▶ [Problem to solve]
Rewrite the items from the line with "Quick — box side pavilion with dome." up to and including the line with "[0,54,640,284]", adding 84 to every coordinate in the answers.

Box annotations for photos:
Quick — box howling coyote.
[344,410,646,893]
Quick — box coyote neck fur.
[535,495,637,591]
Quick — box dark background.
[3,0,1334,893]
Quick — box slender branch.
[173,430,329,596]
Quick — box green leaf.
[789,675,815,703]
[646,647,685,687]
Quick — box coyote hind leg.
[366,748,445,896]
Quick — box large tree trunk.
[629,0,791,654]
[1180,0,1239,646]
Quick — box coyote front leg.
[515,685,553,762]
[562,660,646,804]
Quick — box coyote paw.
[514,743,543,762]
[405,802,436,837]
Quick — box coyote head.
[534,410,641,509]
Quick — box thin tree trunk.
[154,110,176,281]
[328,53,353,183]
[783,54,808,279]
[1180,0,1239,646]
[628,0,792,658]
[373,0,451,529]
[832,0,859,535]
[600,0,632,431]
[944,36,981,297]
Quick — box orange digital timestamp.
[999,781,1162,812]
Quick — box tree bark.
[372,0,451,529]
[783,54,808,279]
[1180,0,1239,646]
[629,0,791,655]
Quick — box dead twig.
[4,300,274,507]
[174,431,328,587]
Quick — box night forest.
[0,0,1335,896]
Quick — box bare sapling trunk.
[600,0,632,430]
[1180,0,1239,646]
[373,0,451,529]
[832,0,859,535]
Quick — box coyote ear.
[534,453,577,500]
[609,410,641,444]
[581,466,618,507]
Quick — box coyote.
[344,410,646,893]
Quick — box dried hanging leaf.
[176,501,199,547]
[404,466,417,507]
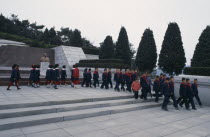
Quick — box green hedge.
[79,59,126,64]
[82,47,99,55]
[0,32,56,48]
[184,67,210,76]
[77,63,130,68]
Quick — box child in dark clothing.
[7,64,20,90]
[191,79,202,107]
[93,68,99,88]
[131,78,141,99]
[61,65,67,86]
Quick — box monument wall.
[53,46,87,77]
[0,45,55,67]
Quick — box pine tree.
[99,36,114,59]
[191,26,210,67]
[135,29,157,72]
[158,23,186,75]
[115,27,132,64]
[70,29,83,47]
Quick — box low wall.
[0,46,55,67]
[175,75,210,106]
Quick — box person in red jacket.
[72,65,79,88]
[131,78,141,99]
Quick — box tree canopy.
[158,23,186,75]
[135,29,157,72]
[99,36,114,59]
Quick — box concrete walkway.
[0,107,210,137]
[0,86,131,105]
[0,86,210,137]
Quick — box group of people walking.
[7,64,202,111]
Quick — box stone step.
[0,95,133,110]
[0,102,160,130]
[0,98,149,119]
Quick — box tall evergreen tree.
[70,29,83,47]
[115,27,132,64]
[191,26,210,67]
[99,36,114,59]
[158,23,186,75]
[135,29,157,72]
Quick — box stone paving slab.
[0,86,132,105]
[0,106,210,137]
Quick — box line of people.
[7,64,202,111]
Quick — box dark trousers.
[170,94,178,108]
[194,95,202,106]
[121,81,125,91]
[126,82,131,92]
[101,80,109,89]
[155,90,159,102]
[107,79,113,88]
[7,81,19,89]
[177,96,189,108]
[82,78,87,87]
[188,97,195,108]
[141,87,148,100]
[114,81,120,91]
[162,95,170,108]
[133,91,139,99]
[93,79,99,87]
[86,79,92,87]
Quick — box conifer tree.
[99,36,114,59]
[115,27,132,64]
[158,23,186,75]
[135,29,157,72]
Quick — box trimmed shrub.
[0,32,56,48]
[77,63,130,69]
[82,47,99,55]
[79,59,128,65]
[184,67,210,76]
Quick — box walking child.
[191,79,202,107]
[35,65,40,87]
[101,69,109,89]
[114,69,120,92]
[153,76,160,103]
[131,78,141,99]
[162,78,171,111]
[61,65,67,86]
[7,64,21,90]
[93,68,99,88]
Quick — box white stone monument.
[40,53,50,76]
[53,46,87,77]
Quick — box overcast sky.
[0,0,210,65]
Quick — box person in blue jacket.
[61,65,67,86]
[120,69,126,91]
[101,68,109,89]
[191,79,202,107]
[53,64,60,89]
[81,68,87,87]
[186,79,196,110]
[169,76,178,109]
[93,68,99,88]
[153,76,160,103]
[7,64,21,90]
[86,68,92,87]
[162,78,171,111]
[114,69,120,92]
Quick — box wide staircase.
[0,95,160,130]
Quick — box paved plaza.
[0,86,210,137]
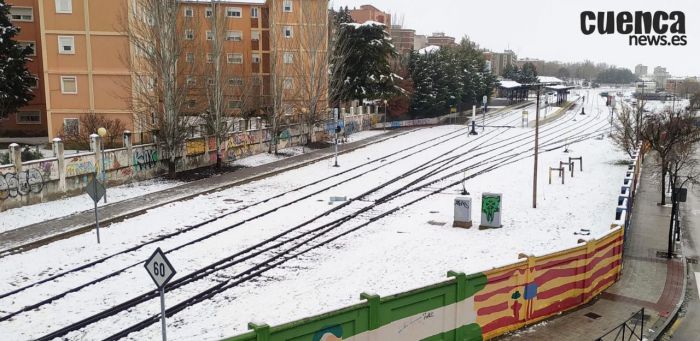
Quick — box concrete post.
[122,130,136,178]
[10,143,22,174]
[51,137,66,192]
[248,322,270,341]
[360,292,380,341]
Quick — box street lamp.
[382,100,387,131]
[97,127,107,204]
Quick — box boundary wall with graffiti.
[225,147,641,341]
[0,115,370,212]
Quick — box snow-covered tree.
[0,0,36,118]
[332,21,401,101]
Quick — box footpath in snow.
[0,91,626,340]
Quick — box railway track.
[4,96,616,339]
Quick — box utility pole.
[532,85,540,208]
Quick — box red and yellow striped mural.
[474,227,624,339]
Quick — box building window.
[187,76,197,86]
[283,52,294,64]
[56,0,73,13]
[63,118,80,135]
[226,31,243,41]
[283,77,294,90]
[17,111,41,124]
[10,6,34,21]
[18,41,36,56]
[226,53,243,64]
[61,76,78,95]
[29,75,39,89]
[226,7,243,18]
[58,36,75,54]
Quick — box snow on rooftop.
[537,76,564,83]
[343,20,386,28]
[418,45,440,54]
[500,79,522,89]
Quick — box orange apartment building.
[0,0,328,138]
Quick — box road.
[669,145,700,341]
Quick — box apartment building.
[0,0,47,137]
[484,50,518,76]
[0,0,328,138]
[428,32,457,47]
[389,25,416,56]
[350,5,391,27]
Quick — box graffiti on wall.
[134,149,159,172]
[185,139,206,156]
[226,133,257,161]
[0,169,44,200]
[66,155,97,177]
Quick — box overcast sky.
[332,0,700,76]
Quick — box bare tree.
[265,6,298,154]
[202,0,232,168]
[641,112,699,205]
[124,0,194,177]
[292,1,332,144]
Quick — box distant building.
[652,66,671,89]
[389,25,416,56]
[634,64,649,77]
[515,58,544,73]
[350,5,391,28]
[484,50,518,76]
[413,34,428,51]
[428,32,456,47]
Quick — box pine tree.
[0,0,35,118]
[334,23,401,101]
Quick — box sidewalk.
[0,129,410,257]
[500,157,685,341]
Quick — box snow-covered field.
[0,89,626,340]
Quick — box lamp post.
[382,100,387,131]
[97,127,107,204]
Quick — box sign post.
[85,173,107,244]
[481,95,489,131]
[144,248,176,341]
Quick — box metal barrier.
[596,308,644,341]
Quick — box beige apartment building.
[0,0,328,138]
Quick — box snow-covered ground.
[0,179,182,232]
[0,91,626,340]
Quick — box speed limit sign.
[144,248,175,341]
[144,248,175,289]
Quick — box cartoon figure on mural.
[481,196,501,223]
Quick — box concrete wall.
[0,111,378,212]
[221,146,641,341]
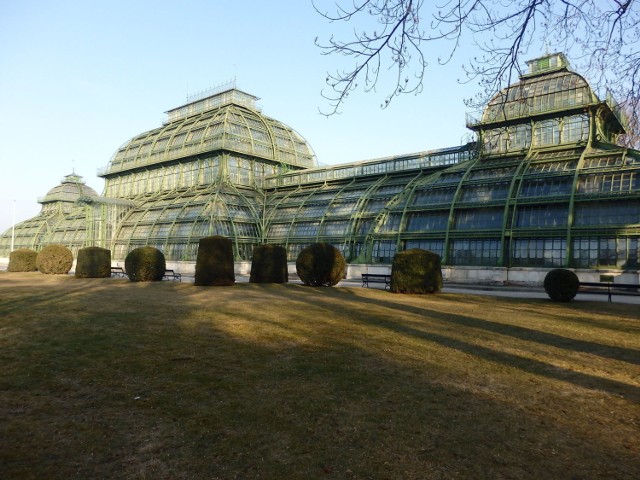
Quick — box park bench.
[578,275,640,302]
[362,273,391,290]
[111,267,127,277]
[162,270,182,282]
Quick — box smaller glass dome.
[38,173,98,204]
[480,54,599,124]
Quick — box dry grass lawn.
[0,272,640,480]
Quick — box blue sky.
[0,0,490,231]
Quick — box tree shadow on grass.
[262,284,640,402]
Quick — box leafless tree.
[313,0,640,138]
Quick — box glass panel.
[449,239,502,266]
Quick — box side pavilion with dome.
[0,53,640,283]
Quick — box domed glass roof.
[104,88,316,174]
[38,173,98,203]
[482,54,599,123]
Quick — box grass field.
[0,272,640,480]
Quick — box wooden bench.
[162,270,182,282]
[111,267,127,277]
[362,273,391,290]
[578,281,640,302]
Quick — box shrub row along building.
[0,54,640,282]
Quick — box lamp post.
[11,200,16,252]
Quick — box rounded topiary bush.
[36,245,73,275]
[124,246,167,282]
[194,235,236,287]
[75,247,111,278]
[391,248,442,294]
[249,245,289,283]
[544,268,580,302]
[296,243,347,287]
[7,248,38,272]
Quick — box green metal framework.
[0,54,640,270]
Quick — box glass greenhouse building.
[0,54,640,284]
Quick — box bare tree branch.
[313,0,640,140]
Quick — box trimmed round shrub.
[124,246,167,282]
[296,243,347,287]
[249,245,289,283]
[544,268,580,302]
[194,235,236,287]
[36,245,73,275]
[391,248,442,294]
[75,247,111,278]
[7,248,38,272]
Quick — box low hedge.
[124,246,167,282]
[296,243,347,287]
[194,235,236,287]
[544,268,580,302]
[249,245,289,283]
[391,248,443,294]
[75,247,111,278]
[36,245,73,275]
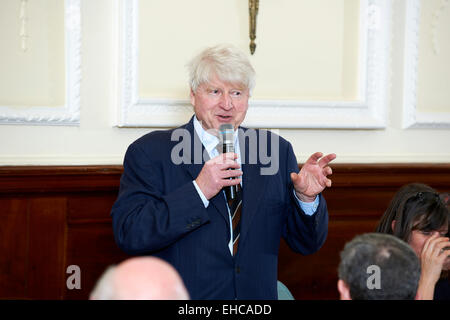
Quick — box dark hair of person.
[376,183,449,242]
[338,233,420,300]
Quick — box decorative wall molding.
[115,0,392,129]
[403,0,450,129]
[0,0,81,125]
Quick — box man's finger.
[323,167,333,176]
[319,153,336,168]
[219,159,241,170]
[306,152,323,164]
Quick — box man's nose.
[220,93,233,110]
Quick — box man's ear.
[338,279,352,300]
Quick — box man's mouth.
[217,115,233,122]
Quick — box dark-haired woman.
[376,183,450,300]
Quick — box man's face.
[191,77,249,130]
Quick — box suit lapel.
[238,129,267,254]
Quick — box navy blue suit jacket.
[111,119,328,299]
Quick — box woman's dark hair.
[376,183,449,242]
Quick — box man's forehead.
[200,79,247,90]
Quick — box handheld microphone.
[219,123,238,200]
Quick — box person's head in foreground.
[338,233,420,300]
[376,183,450,300]
[90,257,189,300]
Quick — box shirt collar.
[194,116,239,154]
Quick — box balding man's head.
[90,257,189,300]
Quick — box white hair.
[187,44,256,94]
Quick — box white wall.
[0,0,450,165]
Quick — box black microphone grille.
[219,123,234,142]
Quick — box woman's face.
[408,226,450,270]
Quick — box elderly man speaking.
[111,45,336,299]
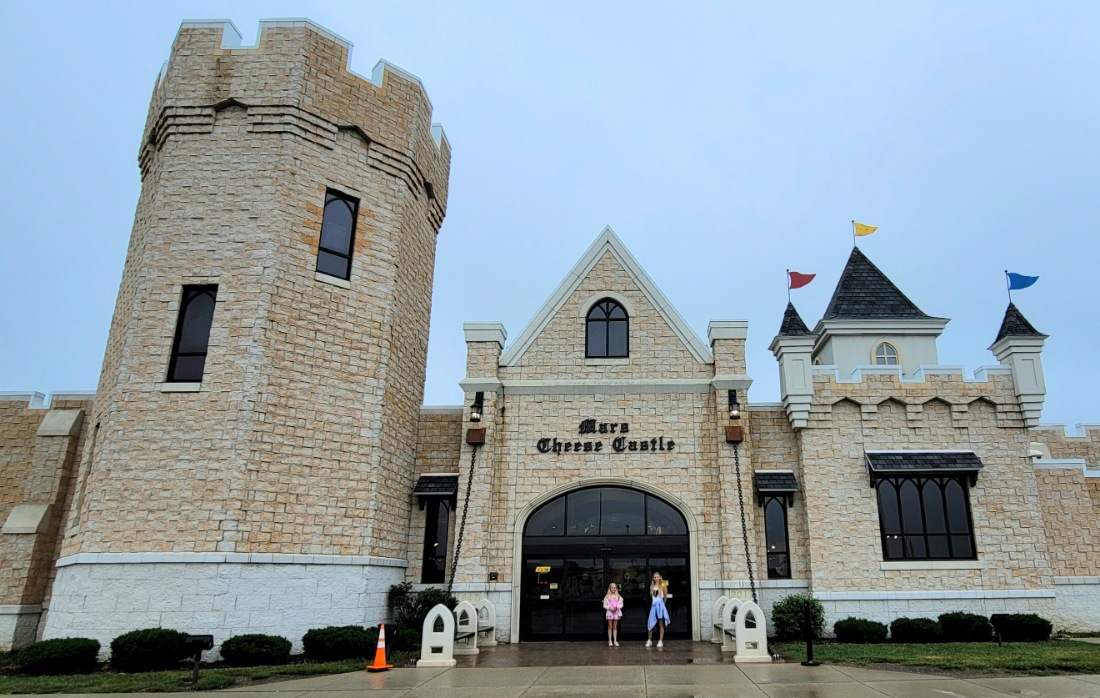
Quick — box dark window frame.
[420,497,454,584]
[584,298,630,358]
[524,485,691,540]
[763,494,791,579]
[875,474,978,562]
[317,188,359,281]
[165,284,218,383]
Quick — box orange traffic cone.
[366,624,394,672]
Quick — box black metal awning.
[867,451,981,486]
[752,470,799,506]
[413,474,459,509]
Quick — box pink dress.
[604,596,623,620]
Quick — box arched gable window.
[584,298,630,358]
[875,342,898,366]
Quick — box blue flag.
[1005,272,1038,291]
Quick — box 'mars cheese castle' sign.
[536,419,677,454]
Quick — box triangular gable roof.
[822,247,928,320]
[501,226,713,366]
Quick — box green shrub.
[989,613,1054,642]
[15,638,99,676]
[771,594,825,640]
[111,628,189,674]
[386,583,459,652]
[939,612,993,642]
[890,618,944,644]
[301,625,378,662]
[220,634,290,666]
[833,618,887,643]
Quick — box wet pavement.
[38,641,1100,698]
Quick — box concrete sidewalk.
[38,664,1100,698]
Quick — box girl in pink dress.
[604,581,623,647]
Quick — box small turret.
[769,302,816,429]
[989,302,1047,426]
[813,247,949,375]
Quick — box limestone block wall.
[748,406,810,580]
[65,22,450,557]
[0,395,91,650]
[800,369,1054,602]
[44,21,450,646]
[405,407,464,600]
[44,553,405,660]
[1031,424,1100,632]
[499,253,714,380]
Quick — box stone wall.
[42,21,450,646]
[0,395,91,650]
[800,369,1054,600]
[405,407,462,584]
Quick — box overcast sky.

▶ [Worked answer]
Quick — box side pavilion with dome.
[84,137,724,367]
Quick — box domed glass roof.
[188,172,400,258]
[122,257,182,287]
[566,138,683,207]
Quick — box grass field.
[84,356,724,564]
Quick — box wooden bench.
[246,354,266,366]
[195,351,211,361]
[446,357,475,374]
[662,365,724,386]
Quick — box shrub row along building.
[84,138,724,366]
Quick — box lamp post.
[95,284,100,336]
Quick — box rounded topiary bush.
[120,329,157,359]
[208,330,251,366]
[278,319,320,371]
[159,331,195,362]
[475,332,526,378]
[333,329,373,367]
[628,352,664,386]
[380,327,431,371]
[91,332,122,356]
Quick — box green metal framework.
[84,138,724,354]
Quick — box glass greenhouse building.
[84,138,724,368]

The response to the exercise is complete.